* [WHAT NEEDS TO BE DONE] Begin with the first line below and retype each line exactly through the line containing "Target: wooden door plank". Any pictures are to be left out.

Image point grounding data:
********************

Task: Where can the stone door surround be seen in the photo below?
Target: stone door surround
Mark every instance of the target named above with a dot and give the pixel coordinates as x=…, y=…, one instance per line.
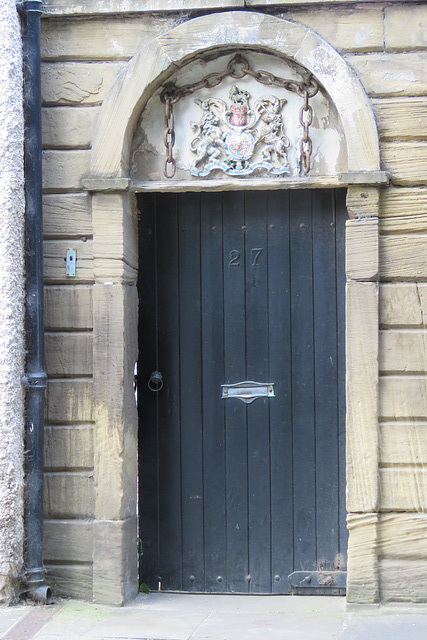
x=116, y=264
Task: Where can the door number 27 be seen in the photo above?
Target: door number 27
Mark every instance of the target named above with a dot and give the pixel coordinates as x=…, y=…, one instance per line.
x=235, y=257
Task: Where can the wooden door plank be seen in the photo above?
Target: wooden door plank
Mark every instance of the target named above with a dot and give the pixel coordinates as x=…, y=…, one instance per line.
x=170, y=519
x=341, y=216
x=190, y=356
x=235, y=410
x=257, y=350
x=148, y=434
x=280, y=374
x=302, y=381
x=213, y=406
x=325, y=377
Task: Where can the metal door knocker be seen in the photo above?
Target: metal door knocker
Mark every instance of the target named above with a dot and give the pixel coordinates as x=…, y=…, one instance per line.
x=155, y=382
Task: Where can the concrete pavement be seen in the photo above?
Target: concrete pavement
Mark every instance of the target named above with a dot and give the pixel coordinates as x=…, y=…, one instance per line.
x=163, y=616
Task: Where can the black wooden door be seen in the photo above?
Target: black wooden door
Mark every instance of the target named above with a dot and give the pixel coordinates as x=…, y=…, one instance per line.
x=241, y=286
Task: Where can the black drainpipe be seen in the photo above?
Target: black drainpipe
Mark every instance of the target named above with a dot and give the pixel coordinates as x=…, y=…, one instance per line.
x=35, y=376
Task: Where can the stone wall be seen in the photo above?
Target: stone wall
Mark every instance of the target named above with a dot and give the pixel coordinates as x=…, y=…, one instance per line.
x=83, y=49
x=12, y=303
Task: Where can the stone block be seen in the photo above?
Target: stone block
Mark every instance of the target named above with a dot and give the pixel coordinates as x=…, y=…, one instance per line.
x=115, y=561
x=54, y=252
x=403, y=304
x=405, y=27
x=69, y=447
x=110, y=37
x=68, y=307
x=362, y=249
x=402, y=535
x=67, y=540
x=115, y=222
x=403, y=580
x=403, y=351
x=72, y=581
x=345, y=29
x=362, y=575
x=403, y=488
x=403, y=397
x=362, y=400
x=403, y=443
x=69, y=401
x=67, y=215
x=392, y=74
x=403, y=202
x=78, y=7
x=403, y=257
x=401, y=118
x=362, y=201
x=64, y=170
x=115, y=354
x=68, y=127
x=77, y=83
x=69, y=354
x=406, y=161
x=68, y=495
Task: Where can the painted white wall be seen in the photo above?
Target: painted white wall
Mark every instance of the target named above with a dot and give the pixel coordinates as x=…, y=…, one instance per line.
x=12, y=208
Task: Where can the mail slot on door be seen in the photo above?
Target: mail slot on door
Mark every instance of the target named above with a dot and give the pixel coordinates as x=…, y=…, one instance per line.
x=248, y=391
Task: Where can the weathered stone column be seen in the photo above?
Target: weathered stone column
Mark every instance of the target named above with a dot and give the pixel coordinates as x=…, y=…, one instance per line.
x=12, y=302
x=115, y=350
x=362, y=322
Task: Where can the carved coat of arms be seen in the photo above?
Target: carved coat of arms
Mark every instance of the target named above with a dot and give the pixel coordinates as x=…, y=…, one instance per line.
x=239, y=139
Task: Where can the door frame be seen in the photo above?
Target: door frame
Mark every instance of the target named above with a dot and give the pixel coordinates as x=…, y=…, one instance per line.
x=115, y=258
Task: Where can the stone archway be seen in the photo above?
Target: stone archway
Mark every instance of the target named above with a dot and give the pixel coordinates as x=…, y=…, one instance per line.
x=115, y=300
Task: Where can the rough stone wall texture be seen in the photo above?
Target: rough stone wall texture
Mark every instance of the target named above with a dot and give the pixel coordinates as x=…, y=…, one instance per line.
x=82, y=54
x=12, y=302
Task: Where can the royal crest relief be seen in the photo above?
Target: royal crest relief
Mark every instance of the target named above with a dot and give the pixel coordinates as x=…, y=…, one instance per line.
x=238, y=139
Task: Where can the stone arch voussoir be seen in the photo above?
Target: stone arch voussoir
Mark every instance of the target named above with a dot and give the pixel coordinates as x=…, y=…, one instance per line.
x=159, y=58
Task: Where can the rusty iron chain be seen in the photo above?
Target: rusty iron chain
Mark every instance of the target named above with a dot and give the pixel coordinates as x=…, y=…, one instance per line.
x=171, y=94
x=169, y=140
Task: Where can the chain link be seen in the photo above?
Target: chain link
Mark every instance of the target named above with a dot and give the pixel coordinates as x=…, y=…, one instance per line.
x=306, y=144
x=306, y=89
x=169, y=140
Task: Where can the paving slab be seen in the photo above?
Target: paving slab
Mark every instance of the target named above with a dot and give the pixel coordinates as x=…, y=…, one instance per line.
x=9, y=617
x=165, y=616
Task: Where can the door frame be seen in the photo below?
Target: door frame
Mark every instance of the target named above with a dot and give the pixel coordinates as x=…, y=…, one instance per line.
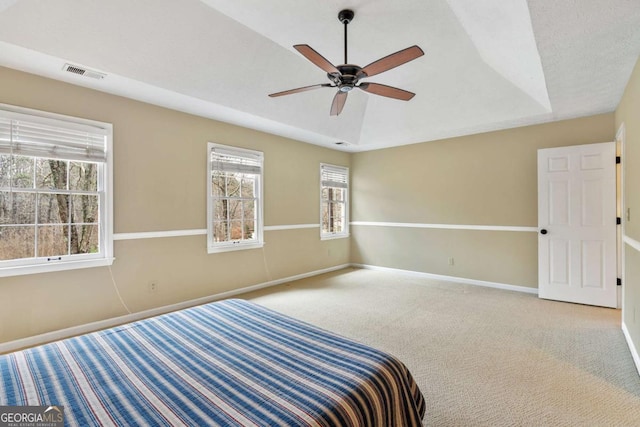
x=620, y=200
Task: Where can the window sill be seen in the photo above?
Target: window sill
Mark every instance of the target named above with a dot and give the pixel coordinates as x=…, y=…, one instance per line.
x=231, y=248
x=334, y=236
x=59, y=266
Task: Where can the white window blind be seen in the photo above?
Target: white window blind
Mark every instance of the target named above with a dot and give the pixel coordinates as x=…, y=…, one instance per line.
x=236, y=161
x=334, y=176
x=50, y=138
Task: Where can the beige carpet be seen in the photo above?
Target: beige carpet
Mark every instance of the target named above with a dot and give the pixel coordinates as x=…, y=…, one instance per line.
x=481, y=356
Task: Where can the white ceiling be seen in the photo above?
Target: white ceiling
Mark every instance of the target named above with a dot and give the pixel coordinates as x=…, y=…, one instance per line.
x=488, y=65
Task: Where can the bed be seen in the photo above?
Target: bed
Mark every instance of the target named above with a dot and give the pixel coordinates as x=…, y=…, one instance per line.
x=228, y=363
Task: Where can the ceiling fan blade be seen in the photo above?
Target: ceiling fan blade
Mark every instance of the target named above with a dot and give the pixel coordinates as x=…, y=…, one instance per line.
x=316, y=58
x=388, y=91
x=298, y=90
x=393, y=60
x=338, y=103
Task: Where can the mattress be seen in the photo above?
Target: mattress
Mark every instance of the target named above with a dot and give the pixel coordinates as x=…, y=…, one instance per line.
x=228, y=363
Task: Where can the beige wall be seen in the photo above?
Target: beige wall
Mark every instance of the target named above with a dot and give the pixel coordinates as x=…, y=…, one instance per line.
x=485, y=179
x=160, y=185
x=628, y=113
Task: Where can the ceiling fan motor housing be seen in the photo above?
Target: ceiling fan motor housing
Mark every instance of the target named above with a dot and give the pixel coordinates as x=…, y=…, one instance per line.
x=345, y=16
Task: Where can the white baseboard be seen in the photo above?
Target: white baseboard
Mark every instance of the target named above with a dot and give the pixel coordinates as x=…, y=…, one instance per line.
x=632, y=347
x=466, y=281
x=32, y=341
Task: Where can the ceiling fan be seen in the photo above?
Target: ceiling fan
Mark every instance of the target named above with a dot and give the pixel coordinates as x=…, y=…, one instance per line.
x=346, y=77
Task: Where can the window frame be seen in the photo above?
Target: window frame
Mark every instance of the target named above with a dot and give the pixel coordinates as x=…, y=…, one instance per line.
x=104, y=257
x=235, y=245
x=326, y=235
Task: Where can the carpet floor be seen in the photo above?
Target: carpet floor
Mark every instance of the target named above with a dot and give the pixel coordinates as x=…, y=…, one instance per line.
x=481, y=356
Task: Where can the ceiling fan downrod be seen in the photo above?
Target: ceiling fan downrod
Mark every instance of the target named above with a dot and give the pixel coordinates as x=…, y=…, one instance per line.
x=345, y=16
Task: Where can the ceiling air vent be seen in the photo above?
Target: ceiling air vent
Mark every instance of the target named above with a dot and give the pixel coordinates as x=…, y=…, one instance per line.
x=81, y=71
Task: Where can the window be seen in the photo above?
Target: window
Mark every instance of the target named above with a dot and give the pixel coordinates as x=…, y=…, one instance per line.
x=55, y=192
x=334, y=201
x=234, y=208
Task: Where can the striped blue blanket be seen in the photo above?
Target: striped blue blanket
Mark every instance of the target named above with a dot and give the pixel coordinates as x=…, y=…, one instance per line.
x=229, y=363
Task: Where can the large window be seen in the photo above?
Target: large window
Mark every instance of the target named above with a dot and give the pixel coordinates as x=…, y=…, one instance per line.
x=334, y=201
x=234, y=198
x=55, y=201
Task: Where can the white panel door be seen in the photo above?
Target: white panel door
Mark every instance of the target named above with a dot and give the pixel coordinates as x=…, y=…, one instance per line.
x=577, y=224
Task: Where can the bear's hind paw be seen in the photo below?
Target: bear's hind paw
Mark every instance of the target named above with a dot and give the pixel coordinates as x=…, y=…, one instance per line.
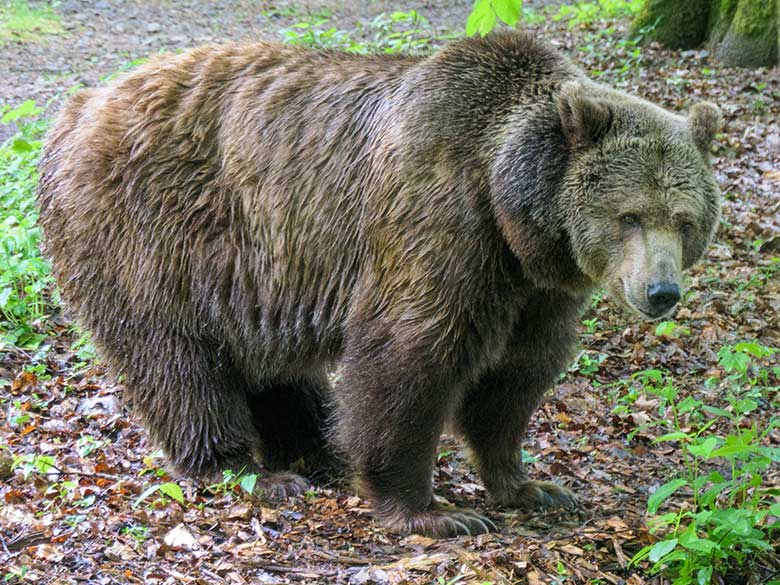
x=538, y=495
x=279, y=486
x=441, y=522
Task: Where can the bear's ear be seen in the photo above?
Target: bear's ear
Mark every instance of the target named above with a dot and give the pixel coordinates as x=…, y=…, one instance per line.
x=585, y=119
x=704, y=120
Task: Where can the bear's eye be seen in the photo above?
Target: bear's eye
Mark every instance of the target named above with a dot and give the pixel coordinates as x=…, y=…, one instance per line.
x=629, y=219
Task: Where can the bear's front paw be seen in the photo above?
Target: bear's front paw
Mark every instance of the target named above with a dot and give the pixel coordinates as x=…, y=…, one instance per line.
x=537, y=495
x=441, y=522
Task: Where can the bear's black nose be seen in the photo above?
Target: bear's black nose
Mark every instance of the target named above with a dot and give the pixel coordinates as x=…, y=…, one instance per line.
x=663, y=296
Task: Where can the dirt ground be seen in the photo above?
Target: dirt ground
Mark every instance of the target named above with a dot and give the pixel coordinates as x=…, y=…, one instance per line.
x=98, y=536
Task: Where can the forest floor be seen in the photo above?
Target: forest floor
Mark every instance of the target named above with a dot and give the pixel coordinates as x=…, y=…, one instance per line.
x=89, y=500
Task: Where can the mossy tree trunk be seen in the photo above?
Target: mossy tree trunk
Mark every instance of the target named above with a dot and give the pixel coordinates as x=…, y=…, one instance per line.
x=741, y=33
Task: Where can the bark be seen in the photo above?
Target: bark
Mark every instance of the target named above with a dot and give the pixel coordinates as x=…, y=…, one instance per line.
x=741, y=33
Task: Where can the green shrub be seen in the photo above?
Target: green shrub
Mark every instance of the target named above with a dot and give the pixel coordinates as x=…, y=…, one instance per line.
x=25, y=280
x=724, y=526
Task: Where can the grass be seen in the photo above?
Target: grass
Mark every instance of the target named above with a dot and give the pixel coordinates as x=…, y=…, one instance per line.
x=23, y=21
x=25, y=279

********************

* [TASK RESPONSE]
Task: Where can the stone door surround be seen in the photo below?
Target: stone door surround
Mark every instance of the target named above with a dot and give the pixel coordinates as x=…, y=…, one instance per line.
x=116, y=264
Task: Where can the door number 27 be seen in the photo above?
Target: door number 27
Mark every instance of the target named above with a dot and give the pixel coordinates as x=…, y=…, one instance per line.
x=235, y=257
Task: Where can the wooden door plank be seen in the photo above?
Target: wooden door plank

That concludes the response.